• [Task statement] Rewrite the data below, putting "placing one dot per instance" wherever "dropping one marker per instance" appears and keeping every other character the same.

• [Extracted information]
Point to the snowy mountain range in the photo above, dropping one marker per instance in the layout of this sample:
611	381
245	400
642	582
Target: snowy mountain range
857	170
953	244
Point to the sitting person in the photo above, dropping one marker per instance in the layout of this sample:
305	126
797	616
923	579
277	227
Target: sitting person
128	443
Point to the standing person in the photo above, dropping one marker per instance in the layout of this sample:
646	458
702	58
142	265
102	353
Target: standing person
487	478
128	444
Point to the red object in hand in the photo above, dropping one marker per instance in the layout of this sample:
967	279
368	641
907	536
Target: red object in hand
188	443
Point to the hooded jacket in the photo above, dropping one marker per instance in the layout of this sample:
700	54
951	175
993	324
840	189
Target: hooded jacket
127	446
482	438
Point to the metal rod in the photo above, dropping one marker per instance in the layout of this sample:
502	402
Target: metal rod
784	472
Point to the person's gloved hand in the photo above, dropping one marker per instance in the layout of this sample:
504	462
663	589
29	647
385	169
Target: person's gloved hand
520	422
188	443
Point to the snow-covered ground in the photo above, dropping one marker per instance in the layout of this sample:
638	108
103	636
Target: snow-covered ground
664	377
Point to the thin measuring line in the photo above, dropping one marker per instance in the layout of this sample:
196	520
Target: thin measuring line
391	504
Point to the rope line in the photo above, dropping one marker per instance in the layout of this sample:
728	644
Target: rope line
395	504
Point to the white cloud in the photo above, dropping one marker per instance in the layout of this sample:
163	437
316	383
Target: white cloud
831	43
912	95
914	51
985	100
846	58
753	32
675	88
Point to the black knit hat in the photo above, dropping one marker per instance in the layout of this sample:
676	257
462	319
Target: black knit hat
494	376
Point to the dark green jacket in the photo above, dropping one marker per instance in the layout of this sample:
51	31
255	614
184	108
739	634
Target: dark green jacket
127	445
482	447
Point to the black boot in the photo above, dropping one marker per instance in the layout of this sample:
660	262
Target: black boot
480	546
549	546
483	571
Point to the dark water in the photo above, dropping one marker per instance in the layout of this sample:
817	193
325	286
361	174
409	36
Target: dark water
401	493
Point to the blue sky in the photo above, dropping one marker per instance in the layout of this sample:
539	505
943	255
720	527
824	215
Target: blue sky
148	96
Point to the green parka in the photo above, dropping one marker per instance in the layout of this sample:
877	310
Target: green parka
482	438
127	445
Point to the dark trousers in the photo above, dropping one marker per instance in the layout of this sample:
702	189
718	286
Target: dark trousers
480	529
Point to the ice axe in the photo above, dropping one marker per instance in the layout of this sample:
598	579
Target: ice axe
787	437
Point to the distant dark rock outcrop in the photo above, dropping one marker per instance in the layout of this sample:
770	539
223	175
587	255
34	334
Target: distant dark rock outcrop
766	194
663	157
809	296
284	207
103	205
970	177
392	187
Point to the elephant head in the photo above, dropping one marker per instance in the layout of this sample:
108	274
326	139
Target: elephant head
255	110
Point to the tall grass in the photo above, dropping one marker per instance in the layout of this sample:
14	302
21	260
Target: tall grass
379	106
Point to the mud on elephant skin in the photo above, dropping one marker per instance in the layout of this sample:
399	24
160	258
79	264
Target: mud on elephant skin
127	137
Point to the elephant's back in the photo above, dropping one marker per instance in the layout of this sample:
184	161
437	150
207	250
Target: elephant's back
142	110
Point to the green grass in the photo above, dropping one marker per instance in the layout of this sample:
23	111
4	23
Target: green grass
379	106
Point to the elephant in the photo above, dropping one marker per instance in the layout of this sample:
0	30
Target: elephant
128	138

• [Final result]
Point to the snowy mountain range in the photo above, placing one dot per instance in the layout of this sample:
611	381
245	400
642	582
Target: snowy mountain range
857	170
953	244
Point to the sitting person in the photo above, placing one dot per instance in the layout of this sample:
305	126
797	616
923	579
277	227
Target: sitting person
128	443
Point to the standing person in the photo above, placing one dot per instance in the layout of this sample:
646	458
702	58
142	265
102	353
Target: standing person
487	478
128	444
Point to the red object in hand in the photo above, placing one dot per instance in the layout of this sample:
967	279
368	641
907	536
Target: red object in hand
188	443
Point to the hooded jacket in the photo above, placing one dot per instance in the layout of this sample:
700	54
951	175
993	324
840	189
Target: hooded jacket
127	446
482	438
Point to the metal rod in the photo above, placing one dot per instance in the layout of this sample:
502	402
Target: metal rod
784	472
Point to the person's gloved hand in the photo above, placing one dot per instance in the layout of this sample:
504	462
663	589
29	647
385	169
Target: person's gloved hand
520	422
188	443
Point to the snow-covered ground in the photo above, placing one dot per instance in the layout of this sample:
638	108
103	636
Target: snow-covered ground
664	377
Point to the thin measuring line in the photo above, placing one dot per instance in the layout of this sample:
196	520
Target: thin measuring line
391	504
Point to the rope line in the photo above, placing one dot per instance in the layout of this sample:
728	644
Target: rope line
395	504
Point to the white cloud in the photo above, placing one dot per instance in the layout of this sample:
163	437
316	383
Target: white cloud
831	43
912	95
914	51
985	100
846	58
753	32
675	88
Point to the black knit hat in the photo above, placing one dot per instance in the layout of this sample:
676	257
462	319
Target: black knit hat
494	376
Point to the dark green jacket in the photo above, placing one dot per instance in the layout of this sample:
51	31
255	614
184	108
739	634
Target: dark green jacket
127	445
482	447
Point to the black boot in the photo above, placing one dot per instance in the layout of this sample:
660	262
Target: black boot
480	546
549	546
483	571
Point to the dark water in the photo above, placing one dot per instance in the layout of this sample:
817	193
325	286
361	174
409	36
Target: dark water
401	493
Point to the blue sky in the photo above, placing one dot per instance in the layout of this sample:
539	505
943	255
720	527
824	215
Target: blue sky
148	96
Point to the green parka in the photo above, placing one dot per instance in the layout of this sample:
877	310
Target: green parka
482	438
127	445
Point to the dark trousers in the photo above, placing one dot per instance in the layout of this sample:
702	189
718	286
Target: dark trousers
480	529
Point to the ice axe in the photo above, placing one dot per instance in the layout of this sample:
598	579
Target: ice axe
787	437
Point to the distant dark rock outcrop in the photo above, placing one dot per instance in the layout of this sample:
770	539
223	175
587	255
34	334
Target: distant dark rock outcrop
766	194
663	157
809	296
284	207
103	205
970	177
392	187
Point to the elephant head in the photo above, placing one dot per instance in the layout of this sample:
108	274
326	139
Target: elephant head
255	110
Point to the tall grass in the photo above, placing one dot per instance in the layout of this sample:
14	302
21	260
Target: tall grass
379	106
Point to the mud on elephant skin in the photo above, placing one dot per instance in the layout of this sample:
399	24
160	258
79	264
Target: mud on elephant skin
127	137
Point to the elephant's back in the photo above, placing one dot per instance in the layout of this sample:
184	161
437	150
207	250
Target: elephant's back
142	110
Point to the green grass in the photo above, placing one dot per instance in the layout of this sample:
23	111
4	23
Target: green grass
379	106
Point to the elephant in the photo above, placing one dot per instance in the layout of this sample:
0	30
Target: elephant
128	138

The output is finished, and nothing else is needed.